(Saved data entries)
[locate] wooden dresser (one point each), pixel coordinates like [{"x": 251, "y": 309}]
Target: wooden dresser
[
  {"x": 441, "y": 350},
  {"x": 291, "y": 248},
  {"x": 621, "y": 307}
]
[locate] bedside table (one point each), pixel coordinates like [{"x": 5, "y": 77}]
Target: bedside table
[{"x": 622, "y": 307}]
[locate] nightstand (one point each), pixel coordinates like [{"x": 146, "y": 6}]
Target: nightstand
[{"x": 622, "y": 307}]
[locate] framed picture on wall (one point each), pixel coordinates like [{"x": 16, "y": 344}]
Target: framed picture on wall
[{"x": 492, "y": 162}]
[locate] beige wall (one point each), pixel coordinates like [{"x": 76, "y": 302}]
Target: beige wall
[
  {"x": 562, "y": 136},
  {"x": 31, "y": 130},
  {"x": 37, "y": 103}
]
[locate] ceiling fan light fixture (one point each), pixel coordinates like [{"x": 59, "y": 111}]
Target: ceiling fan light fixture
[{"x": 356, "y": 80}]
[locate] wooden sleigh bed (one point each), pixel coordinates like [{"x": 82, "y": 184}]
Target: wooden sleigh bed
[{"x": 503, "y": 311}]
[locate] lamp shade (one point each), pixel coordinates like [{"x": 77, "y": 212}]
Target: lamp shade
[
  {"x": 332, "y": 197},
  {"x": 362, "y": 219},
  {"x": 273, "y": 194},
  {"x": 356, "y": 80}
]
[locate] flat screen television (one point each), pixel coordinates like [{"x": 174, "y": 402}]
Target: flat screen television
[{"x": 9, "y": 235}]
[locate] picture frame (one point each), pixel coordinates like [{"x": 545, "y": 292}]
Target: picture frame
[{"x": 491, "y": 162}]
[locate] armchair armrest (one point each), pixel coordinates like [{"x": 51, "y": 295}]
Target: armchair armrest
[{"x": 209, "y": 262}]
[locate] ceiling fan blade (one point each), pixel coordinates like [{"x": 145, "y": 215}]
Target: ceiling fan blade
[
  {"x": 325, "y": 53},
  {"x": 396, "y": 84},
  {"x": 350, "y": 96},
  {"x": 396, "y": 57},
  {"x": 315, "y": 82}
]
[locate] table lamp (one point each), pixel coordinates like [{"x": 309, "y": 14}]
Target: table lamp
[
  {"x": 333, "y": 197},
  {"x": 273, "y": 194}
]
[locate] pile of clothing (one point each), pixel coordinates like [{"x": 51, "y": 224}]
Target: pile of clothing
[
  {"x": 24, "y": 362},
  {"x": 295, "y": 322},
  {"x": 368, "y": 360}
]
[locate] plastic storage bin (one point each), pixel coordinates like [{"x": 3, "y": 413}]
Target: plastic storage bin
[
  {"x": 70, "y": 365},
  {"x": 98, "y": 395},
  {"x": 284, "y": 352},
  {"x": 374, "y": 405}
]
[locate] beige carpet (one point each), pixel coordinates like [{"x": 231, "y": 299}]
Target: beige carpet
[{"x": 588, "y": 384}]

# Your instructions
Retype only the lines running from the line with "[locate] armchair armrest" to the end of the listing, including both of those lines.

# Response below
[locate] armchair armrest (one point each), pixel coordinates like [{"x": 51, "y": 295}]
Target: armchair armrest
[{"x": 209, "y": 262}]
[locate] ceiling fan blade (one point each), pixel coordinates like [{"x": 145, "y": 215}]
Target: ceiling fan blade
[
  {"x": 325, "y": 53},
  {"x": 396, "y": 84},
  {"x": 350, "y": 96},
  {"x": 396, "y": 57},
  {"x": 315, "y": 82}
]
[locate] table lamp (one point each), pixel coordinates like [{"x": 309, "y": 14}]
Target: table lamp
[
  {"x": 333, "y": 197},
  {"x": 273, "y": 194}
]
[locate] pile of clothing (one point each), pixel coordinates like [{"x": 51, "y": 224}]
Target: pile of clothing
[
  {"x": 24, "y": 362},
  {"x": 295, "y": 322},
  {"x": 368, "y": 360}
]
[locate] plastic storage bin (one point each), pixel coordinates like [{"x": 3, "y": 413}]
Target: plastic storage bin
[
  {"x": 70, "y": 365},
  {"x": 98, "y": 395},
  {"x": 284, "y": 352},
  {"x": 374, "y": 405}
]
[locate] beige carpet (one point each), pixel coordinates like [{"x": 231, "y": 299}]
Target: beige carpet
[{"x": 588, "y": 384}]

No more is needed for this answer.